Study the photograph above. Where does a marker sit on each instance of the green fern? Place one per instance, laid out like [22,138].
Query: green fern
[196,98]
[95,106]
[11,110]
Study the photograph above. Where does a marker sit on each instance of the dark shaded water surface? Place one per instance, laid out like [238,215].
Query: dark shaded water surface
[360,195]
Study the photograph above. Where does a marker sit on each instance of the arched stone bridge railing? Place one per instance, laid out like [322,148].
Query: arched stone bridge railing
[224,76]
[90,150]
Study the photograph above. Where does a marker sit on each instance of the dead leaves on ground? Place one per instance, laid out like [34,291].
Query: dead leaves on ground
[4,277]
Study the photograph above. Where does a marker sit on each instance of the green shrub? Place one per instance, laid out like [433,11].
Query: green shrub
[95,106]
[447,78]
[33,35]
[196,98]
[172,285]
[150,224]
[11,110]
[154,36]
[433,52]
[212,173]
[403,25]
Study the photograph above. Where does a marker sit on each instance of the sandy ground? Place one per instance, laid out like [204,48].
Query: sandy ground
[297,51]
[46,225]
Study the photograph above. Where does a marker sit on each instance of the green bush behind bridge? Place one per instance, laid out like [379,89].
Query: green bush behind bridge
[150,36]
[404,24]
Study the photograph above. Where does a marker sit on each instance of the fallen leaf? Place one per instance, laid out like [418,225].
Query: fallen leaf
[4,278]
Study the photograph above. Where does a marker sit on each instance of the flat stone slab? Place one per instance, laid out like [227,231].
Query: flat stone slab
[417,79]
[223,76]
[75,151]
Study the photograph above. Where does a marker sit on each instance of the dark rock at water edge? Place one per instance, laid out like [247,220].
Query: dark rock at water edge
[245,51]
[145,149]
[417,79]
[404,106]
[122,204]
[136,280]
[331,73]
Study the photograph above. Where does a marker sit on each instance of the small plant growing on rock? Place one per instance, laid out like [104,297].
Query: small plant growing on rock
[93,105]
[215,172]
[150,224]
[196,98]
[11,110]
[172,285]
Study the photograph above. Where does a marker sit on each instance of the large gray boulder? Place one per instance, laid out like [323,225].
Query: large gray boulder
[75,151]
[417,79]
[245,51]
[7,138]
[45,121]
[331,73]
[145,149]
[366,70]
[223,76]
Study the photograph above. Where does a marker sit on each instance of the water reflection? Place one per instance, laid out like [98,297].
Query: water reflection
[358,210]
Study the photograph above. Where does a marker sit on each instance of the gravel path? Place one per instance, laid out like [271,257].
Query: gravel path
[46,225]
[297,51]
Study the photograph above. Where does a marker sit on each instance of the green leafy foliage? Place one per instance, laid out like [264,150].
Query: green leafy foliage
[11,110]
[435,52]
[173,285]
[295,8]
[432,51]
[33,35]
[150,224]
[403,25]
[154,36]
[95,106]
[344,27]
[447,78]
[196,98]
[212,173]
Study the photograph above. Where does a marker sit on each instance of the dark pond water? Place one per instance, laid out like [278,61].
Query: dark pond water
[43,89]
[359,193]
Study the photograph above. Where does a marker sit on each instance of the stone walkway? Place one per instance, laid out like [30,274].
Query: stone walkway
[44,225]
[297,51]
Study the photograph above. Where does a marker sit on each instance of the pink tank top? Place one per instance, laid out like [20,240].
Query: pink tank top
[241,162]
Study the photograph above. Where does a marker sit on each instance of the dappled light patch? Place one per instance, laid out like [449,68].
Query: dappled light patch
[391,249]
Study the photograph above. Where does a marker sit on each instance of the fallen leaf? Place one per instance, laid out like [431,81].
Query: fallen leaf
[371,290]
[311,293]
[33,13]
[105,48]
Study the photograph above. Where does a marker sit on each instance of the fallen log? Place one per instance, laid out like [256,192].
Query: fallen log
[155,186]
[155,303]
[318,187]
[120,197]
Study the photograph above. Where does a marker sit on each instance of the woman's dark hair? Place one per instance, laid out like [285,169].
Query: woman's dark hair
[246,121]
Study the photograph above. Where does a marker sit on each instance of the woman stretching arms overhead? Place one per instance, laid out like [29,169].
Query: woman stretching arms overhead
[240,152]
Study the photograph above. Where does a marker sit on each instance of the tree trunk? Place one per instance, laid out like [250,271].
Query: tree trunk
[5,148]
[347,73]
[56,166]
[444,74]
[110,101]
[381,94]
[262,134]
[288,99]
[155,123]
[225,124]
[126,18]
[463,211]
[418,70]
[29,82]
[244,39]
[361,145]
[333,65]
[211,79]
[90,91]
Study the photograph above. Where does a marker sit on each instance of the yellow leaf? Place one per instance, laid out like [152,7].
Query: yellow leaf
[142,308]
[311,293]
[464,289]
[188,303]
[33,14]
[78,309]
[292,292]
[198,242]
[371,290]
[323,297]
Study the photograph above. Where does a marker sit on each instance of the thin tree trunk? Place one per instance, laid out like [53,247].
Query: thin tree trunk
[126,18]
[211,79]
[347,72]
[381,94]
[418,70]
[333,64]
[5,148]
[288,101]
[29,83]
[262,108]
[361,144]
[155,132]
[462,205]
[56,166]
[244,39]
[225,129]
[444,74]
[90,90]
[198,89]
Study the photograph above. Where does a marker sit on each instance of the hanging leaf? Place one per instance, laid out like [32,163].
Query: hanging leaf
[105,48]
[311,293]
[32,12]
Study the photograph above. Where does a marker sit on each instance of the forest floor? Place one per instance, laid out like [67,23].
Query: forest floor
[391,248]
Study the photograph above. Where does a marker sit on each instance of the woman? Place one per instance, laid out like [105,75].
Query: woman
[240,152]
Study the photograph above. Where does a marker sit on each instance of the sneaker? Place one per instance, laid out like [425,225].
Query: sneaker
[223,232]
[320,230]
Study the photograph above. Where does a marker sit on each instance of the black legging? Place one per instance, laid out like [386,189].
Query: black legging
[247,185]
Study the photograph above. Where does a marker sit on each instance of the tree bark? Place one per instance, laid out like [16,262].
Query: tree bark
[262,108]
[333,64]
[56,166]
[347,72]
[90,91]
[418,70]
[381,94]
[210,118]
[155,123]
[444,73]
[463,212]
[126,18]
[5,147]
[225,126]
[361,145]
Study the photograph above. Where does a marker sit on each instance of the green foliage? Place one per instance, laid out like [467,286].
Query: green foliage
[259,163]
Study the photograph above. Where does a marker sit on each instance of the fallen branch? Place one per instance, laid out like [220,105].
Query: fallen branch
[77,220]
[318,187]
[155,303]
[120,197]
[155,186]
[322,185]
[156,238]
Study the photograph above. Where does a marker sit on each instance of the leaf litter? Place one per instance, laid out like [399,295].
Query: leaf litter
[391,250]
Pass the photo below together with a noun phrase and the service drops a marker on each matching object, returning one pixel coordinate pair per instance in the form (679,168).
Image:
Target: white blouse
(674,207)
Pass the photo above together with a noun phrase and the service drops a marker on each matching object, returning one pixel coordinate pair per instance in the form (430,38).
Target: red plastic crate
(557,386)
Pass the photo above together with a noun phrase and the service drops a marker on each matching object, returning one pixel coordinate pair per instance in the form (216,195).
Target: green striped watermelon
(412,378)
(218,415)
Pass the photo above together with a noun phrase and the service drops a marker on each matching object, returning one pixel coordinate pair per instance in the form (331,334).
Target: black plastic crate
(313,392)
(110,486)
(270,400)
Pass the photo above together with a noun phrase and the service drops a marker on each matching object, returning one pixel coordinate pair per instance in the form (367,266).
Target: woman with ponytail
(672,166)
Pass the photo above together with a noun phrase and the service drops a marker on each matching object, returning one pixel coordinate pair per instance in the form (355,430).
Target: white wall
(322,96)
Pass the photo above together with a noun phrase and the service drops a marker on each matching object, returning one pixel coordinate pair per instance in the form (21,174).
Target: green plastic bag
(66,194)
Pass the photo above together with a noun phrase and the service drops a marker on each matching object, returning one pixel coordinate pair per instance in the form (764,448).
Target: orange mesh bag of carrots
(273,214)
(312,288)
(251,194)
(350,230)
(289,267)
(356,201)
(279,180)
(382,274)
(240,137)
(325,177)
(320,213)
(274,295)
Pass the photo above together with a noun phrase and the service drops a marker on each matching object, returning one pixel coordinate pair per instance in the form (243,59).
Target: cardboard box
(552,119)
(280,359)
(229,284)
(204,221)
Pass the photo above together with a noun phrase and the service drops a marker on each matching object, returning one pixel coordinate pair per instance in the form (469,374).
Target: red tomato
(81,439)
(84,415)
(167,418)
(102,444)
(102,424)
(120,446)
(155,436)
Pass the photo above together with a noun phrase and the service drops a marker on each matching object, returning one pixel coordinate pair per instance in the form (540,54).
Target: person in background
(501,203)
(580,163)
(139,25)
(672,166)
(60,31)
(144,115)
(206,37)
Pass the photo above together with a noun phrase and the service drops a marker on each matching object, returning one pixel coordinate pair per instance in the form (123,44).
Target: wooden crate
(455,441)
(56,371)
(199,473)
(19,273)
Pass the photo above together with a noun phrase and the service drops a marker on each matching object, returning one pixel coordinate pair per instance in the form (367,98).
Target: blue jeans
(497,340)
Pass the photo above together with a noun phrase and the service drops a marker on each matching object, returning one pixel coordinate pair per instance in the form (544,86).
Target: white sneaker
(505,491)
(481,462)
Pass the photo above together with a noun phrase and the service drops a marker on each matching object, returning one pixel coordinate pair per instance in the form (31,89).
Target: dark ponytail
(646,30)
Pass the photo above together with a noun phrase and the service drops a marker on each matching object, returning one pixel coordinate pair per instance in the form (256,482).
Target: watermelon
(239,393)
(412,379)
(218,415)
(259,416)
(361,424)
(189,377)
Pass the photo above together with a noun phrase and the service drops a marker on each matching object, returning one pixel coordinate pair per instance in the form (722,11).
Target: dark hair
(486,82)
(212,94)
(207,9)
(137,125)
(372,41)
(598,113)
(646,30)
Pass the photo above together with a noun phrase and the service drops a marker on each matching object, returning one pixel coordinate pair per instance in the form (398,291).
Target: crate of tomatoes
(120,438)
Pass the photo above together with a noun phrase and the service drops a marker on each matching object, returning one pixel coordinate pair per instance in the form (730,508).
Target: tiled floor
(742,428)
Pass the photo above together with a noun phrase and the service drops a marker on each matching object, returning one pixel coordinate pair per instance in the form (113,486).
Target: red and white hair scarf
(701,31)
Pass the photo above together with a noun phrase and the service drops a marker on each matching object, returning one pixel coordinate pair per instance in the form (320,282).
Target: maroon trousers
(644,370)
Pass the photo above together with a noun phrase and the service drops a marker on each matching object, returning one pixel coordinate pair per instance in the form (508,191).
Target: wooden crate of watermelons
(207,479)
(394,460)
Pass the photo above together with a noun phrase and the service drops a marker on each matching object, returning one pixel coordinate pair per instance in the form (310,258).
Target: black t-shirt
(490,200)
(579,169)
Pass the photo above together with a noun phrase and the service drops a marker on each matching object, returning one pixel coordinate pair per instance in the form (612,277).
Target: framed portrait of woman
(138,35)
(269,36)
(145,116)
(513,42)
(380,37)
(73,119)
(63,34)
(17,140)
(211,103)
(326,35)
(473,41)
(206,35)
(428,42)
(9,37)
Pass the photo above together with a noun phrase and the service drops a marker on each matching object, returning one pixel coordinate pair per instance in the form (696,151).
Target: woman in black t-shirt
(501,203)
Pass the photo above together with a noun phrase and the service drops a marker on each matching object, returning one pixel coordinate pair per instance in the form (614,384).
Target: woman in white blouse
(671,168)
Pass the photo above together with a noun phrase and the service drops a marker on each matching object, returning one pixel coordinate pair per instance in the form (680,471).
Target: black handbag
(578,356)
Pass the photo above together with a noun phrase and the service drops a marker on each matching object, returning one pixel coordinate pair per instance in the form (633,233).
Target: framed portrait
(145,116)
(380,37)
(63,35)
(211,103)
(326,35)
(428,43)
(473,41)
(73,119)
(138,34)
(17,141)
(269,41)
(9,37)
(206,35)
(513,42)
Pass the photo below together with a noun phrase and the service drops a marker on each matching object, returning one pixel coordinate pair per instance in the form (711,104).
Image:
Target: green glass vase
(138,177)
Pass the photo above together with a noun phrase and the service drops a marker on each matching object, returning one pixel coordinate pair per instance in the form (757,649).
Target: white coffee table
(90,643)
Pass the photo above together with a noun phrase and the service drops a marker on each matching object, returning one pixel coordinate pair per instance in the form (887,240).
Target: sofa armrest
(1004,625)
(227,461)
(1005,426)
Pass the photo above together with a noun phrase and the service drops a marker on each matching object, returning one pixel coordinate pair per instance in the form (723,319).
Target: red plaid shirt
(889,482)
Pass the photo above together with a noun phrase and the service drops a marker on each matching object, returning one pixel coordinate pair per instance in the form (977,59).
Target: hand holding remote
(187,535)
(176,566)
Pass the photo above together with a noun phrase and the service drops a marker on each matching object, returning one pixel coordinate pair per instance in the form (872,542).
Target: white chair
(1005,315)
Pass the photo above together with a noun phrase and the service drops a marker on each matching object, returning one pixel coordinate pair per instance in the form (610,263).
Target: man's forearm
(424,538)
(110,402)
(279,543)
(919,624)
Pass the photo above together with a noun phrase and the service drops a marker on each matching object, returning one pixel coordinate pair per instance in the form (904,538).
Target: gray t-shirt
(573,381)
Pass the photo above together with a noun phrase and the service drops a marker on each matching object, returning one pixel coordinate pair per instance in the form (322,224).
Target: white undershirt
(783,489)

§

An exact retyping of the lines from the one with "the form (904,538)." to the end of the material above, with both ends included and nothing added, is the required answer.

Written response:
Pass the photo above together with a noun phrase and the service drops a marker on each matching object, returning one pixel coordinate pair per instance in the form (904,538).
Target: gray t-shirt
(573,381)
Pass the photo above together with a noun phrase and the service drops a marker on each matching object, returning one pixel coordinate pair per instance in the form (322,224).
Target: white undershirt
(783,489)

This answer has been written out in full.